SOURCE MATERIAL START

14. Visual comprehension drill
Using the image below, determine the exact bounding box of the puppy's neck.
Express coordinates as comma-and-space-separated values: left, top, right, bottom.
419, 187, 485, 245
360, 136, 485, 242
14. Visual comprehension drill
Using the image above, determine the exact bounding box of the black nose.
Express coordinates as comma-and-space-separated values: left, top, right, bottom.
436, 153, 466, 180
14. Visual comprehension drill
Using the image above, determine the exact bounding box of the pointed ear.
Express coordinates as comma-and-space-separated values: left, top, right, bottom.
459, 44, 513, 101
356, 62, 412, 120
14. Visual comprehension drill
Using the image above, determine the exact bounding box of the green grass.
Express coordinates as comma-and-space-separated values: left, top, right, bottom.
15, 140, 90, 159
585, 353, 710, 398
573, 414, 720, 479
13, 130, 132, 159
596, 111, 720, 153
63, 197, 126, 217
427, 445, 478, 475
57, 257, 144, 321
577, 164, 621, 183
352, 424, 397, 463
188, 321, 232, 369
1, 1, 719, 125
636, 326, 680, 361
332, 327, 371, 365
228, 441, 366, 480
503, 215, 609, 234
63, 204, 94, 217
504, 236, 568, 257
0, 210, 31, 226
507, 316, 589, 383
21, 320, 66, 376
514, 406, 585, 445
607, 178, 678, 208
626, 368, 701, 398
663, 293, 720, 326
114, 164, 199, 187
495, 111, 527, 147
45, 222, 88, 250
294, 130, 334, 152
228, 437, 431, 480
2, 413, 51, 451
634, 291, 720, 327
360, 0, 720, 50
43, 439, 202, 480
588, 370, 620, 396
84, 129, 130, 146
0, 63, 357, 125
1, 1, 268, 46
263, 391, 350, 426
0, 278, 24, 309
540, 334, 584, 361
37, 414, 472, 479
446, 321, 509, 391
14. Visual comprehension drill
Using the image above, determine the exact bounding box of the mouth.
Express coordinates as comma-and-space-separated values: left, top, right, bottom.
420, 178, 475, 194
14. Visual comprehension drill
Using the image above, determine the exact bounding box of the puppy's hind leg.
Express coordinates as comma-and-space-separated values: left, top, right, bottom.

SOURCE MATERIAL END

### WORK TASK
Every entry, written out exactly, is what the response should contain.

### SOLUTION BELOW
14. Visual comprehension drill
Using the image below, determine the exact bounding box of the puppy's neck.
Express coordinates as comma-and-space-separated values: left, top, right, bottom.
419, 187, 485, 245
360, 136, 485, 242
14. Visual comprehension drill
Using the image above, determine the exact bounding box of the black nose.
Express coordinates as comma-and-space-separated values: left, top, right, bottom.
436, 153, 466, 180
14. Visual comprehension drill
Using the image above, determine the exact bounding box of the pointed ear.
Express coordinates as comma-and-space-separated values: left, top, right, bottom.
459, 44, 513, 101
356, 62, 412, 120
14. Visual comprehension drill
Using the image above, determine the exact bounding box of the green grass.
Express coordinates as comma-and-space-separated values: left, top, right, bottom.
15, 140, 90, 159
585, 353, 710, 398
573, 414, 720, 479
13, 130, 132, 159
596, 111, 720, 153
63, 197, 126, 217
427, 445, 478, 475
57, 257, 144, 321
577, 164, 621, 183
352, 424, 397, 463
188, 321, 232, 369
1, 1, 719, 125
636, 326, 680, 361
332, 327, 371, 365
228, 441, 366, 480
503, 215, 609, 234
63, 204, 94, 217
504, 236, 568, 257
0, 210, 31, 226
507, 316, 589, 383
21, 320, 66, 376
514, 406, 585, 445
607, 178, 678, 208
626, 368, 701, 398
663, 293, 720, 326
114, 164, 199, 187
495, 111, 527, 147
45, 222, 88, 250
294, 130, 334, 152
228, 437, 431, 480
2, 413, 51, 451
634, 291, 720, 327
360, 0, 720, 50
43, 439, 202, 480
588, 370, 620, 396
84, 129, 130, 146
0, 63, 357, 125
1, 1, 268, 46
263, 391, 350, 426
0, 278, 24, 309
540, 334, 584, 361
37, 414, 472, 479
446, 321, 509, 391
14. Visual comprehension drill
Using the image above, determine the exact bounding box of the mouth.
Express coordinates as comma-and-space-separated values: left, top, right, bottom.
420, 178, 475, 194
14. Visual comprehension drill
Using the image above, determine the exact bounding box of the puppy's hind leg.
Express coordinates as comma-and-space-separated values: left, top, right, bottom.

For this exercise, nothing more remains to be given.